## Task requirements
Reproduce the material below word for word, leaving out the pictures.

## Stored data
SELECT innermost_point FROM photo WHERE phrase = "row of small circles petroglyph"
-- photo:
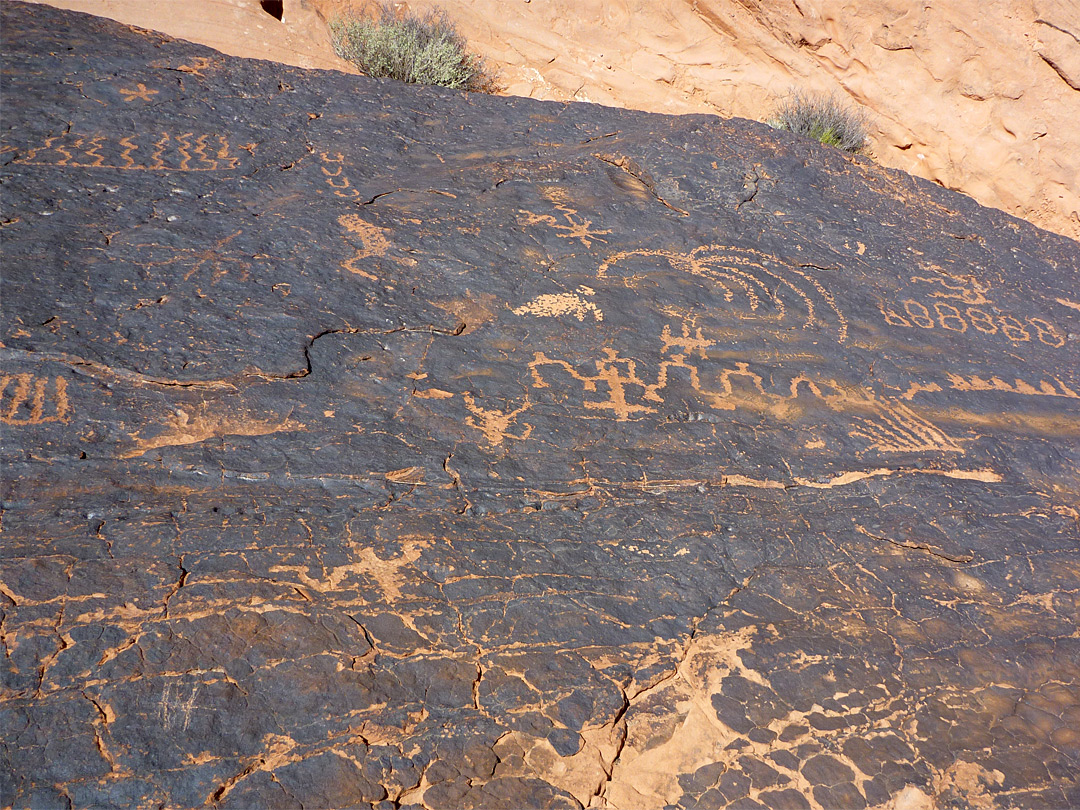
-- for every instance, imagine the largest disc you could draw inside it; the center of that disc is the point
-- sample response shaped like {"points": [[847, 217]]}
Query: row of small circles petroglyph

## Answer
SELECT innermost_point FROM photo WHERE phrase = "row of small circles petroglyph"
-- photo:
-- for every instance, imagine the largest disc you could draw inside it; the center of that disc is the point
-- sample response shaped like {"points": [[847, 217]]}
Query: row of small circles petroglyph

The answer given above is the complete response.